What to do — Can you edit the entries from the line with "Each returned marker MUST sit on an instance of the mosaic" up to and including the line with "[[946, 937]]" so that "mosaic tile background" becomes "tiled mosaic backdrop", with everything else left as it is, and return only those lines?

Data excerpts —
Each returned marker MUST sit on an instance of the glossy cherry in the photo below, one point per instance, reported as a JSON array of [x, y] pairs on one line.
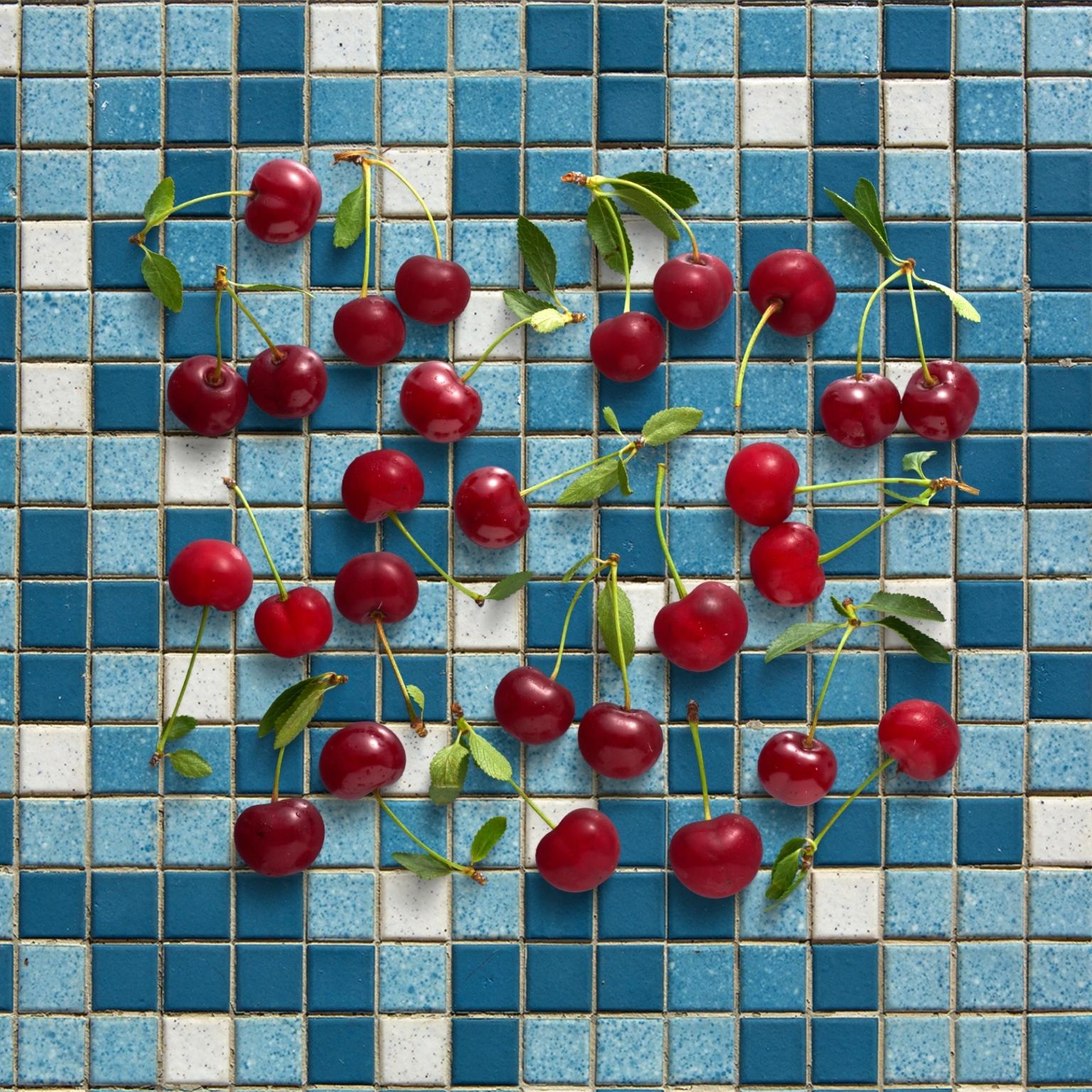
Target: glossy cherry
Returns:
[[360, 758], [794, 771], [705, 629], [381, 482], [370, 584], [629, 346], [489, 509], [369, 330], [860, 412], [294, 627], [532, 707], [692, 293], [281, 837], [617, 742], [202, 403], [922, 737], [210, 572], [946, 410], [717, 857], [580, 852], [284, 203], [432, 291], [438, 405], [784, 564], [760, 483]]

...

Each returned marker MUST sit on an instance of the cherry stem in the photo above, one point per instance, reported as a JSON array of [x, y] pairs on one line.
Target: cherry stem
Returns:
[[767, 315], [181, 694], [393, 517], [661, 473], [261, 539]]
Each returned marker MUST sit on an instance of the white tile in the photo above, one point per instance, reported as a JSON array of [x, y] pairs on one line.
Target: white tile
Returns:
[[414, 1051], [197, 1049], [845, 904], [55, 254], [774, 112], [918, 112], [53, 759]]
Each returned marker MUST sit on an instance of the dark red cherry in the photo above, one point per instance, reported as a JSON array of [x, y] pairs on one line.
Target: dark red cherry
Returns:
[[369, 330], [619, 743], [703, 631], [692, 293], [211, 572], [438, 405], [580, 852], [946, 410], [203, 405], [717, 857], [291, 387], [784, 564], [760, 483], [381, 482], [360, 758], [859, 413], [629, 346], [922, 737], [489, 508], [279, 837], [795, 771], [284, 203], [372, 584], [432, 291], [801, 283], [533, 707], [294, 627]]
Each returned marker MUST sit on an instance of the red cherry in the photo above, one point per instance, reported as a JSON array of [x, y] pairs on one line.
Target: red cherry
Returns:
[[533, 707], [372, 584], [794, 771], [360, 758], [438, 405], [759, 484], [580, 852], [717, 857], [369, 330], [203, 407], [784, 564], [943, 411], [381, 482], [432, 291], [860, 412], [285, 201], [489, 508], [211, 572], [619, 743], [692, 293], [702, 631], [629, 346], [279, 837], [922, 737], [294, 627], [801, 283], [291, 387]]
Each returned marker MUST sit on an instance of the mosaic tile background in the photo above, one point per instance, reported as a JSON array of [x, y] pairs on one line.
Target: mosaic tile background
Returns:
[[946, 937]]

Written answer —
Each returned marker MUST sit on an instance of the tiled mosaic backdrop in the photo above, one point per instance, reported as a JSON array of [x, y] pairs on one line.
Target: tiled mosaic backdrop
Returns:
[[946, 937]]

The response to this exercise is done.